--- The input ---

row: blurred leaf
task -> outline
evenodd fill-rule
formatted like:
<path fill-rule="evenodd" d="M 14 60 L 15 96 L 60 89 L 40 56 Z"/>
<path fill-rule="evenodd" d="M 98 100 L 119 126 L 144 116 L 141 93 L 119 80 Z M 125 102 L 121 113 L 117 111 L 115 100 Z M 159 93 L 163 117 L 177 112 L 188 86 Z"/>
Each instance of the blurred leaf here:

---
--- The input ---

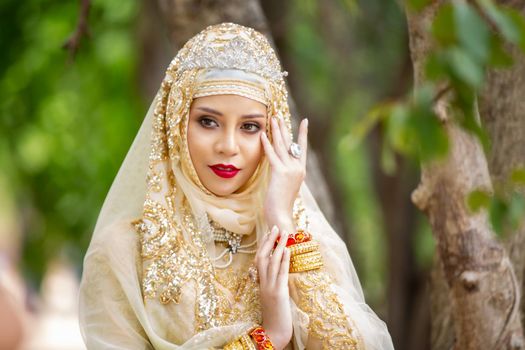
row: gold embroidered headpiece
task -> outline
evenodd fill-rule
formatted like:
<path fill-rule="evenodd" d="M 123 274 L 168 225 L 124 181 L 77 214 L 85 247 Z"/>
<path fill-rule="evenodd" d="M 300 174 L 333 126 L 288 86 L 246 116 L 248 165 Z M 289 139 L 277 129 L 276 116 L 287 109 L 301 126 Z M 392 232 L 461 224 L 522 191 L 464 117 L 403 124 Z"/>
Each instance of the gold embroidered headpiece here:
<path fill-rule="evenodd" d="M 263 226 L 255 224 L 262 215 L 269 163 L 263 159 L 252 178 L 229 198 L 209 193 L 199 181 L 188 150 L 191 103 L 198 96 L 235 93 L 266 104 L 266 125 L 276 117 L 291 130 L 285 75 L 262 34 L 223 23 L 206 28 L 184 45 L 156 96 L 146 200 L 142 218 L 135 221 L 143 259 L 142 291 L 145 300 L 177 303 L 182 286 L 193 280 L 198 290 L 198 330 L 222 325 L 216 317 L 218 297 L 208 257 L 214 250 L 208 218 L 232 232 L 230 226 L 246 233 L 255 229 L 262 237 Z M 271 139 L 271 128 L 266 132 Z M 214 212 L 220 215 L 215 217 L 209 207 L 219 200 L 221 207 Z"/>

---
--- The input ---

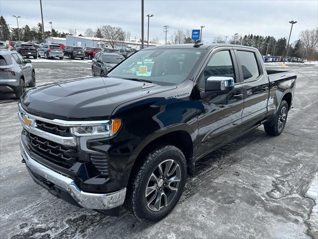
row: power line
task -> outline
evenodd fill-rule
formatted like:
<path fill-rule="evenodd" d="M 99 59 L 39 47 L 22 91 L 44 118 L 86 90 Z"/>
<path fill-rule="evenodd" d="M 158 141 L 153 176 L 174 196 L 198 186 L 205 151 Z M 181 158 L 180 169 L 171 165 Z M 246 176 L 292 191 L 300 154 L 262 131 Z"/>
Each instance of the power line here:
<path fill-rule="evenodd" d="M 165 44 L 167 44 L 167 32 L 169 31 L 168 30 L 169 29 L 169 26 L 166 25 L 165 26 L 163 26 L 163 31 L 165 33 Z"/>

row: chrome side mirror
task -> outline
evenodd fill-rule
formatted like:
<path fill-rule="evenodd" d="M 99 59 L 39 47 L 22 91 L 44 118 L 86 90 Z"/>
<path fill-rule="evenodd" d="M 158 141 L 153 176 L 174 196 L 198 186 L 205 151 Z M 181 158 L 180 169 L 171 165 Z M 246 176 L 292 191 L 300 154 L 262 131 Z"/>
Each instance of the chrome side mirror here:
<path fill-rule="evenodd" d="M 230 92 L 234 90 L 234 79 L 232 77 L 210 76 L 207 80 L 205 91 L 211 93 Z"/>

---

- _Exercise aim_:
Update the listing lines from the line with "row: blurred leaf" up to and including the line with "Each instance of the blurred" by writing them out again with "blurred leaf" changed to "green leaf" and nothing else altered.

- _Result below_:
row: green leaf
task -> outline
evenodd fill-rule
formatted like:
<path fill-rule="evenodd" d="M 14 60 L 15 96 L 60 89 L 40 56 Z"/>
<path fill-rule="evenodd" d="M 98 100 L 119 126 L 144 116 L 141 93 L 119 80 Z M 125 102 L 121 113 L 117 111 L 115 100 Z M 159 93 L 163 117 L 177 112 L 188 86 Z"/>
Each instance of the green leaf here:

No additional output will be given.